__Provided text__:
<<<<
KEOTA.
Located in northeastern Haskell County on State Highway 9, two miles east of its junction with State Highway 26, Keota is thirty-eight miles west of Fort Smith, Arkansas, and twenty miles south-southwest of Sallisaw. In 1904 the town was founded in the waning days of the Choctaw Nation by the Midland Valley Railroad's land company, and the Post Office Department established a post office there in 1905. Keota's name is something of a mystery. Some believe it is a Choctaw word meaning "fire gone out." Many locals insist it comes from the combination of the words "Keese," from Jim Keese, the rancher who owned the land where the townsite was located, and "Otter," for Otter Creek, a lazy tributary to Sans Bois Creek that winds its way through town.
>>>>
__Required task__: Render this sentence from the passage on Keota into Spanish: "In 1904 the town was founded in the waning days of the Choctaw Nation by the Midland Valley Railroad's land company, and the Post Office Department established a post office there in 1905."

__Excerpted records__:
<<<<
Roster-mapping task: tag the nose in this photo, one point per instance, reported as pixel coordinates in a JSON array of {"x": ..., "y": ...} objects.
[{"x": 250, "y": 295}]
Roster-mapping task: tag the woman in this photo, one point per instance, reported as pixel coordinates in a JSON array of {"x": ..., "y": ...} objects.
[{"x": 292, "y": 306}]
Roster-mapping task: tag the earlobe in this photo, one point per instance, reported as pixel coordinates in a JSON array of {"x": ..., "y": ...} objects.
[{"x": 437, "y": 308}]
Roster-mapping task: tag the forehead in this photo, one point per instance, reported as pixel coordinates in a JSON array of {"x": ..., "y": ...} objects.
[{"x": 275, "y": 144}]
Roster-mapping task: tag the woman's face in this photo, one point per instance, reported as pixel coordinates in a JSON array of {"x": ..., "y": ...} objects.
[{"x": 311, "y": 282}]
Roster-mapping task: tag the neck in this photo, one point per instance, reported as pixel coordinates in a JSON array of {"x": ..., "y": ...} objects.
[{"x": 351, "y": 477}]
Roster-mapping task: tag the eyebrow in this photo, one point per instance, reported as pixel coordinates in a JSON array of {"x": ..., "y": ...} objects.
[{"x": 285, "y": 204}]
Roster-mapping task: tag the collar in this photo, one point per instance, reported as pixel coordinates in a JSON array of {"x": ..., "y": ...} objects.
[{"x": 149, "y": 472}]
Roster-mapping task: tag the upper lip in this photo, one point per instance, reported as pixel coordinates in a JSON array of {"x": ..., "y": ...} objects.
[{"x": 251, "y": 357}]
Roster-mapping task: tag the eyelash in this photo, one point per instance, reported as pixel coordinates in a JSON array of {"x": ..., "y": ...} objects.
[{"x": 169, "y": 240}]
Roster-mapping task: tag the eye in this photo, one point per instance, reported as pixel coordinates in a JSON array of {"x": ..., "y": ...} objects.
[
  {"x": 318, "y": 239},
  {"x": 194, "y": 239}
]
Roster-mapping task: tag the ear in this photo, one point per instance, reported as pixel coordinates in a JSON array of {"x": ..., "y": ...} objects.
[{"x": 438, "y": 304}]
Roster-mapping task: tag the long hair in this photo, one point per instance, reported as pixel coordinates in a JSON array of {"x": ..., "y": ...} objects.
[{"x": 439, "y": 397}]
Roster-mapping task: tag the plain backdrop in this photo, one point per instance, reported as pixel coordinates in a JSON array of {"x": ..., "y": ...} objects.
>>>>
__Problem solution__: En 1904 el pueblo fue fundado en los últimos días de la Nación Choctaw por la compañía de tierras del Midland Valley Railroad, y el Departamento de Correos estableció allí una oficina de correos en 1905.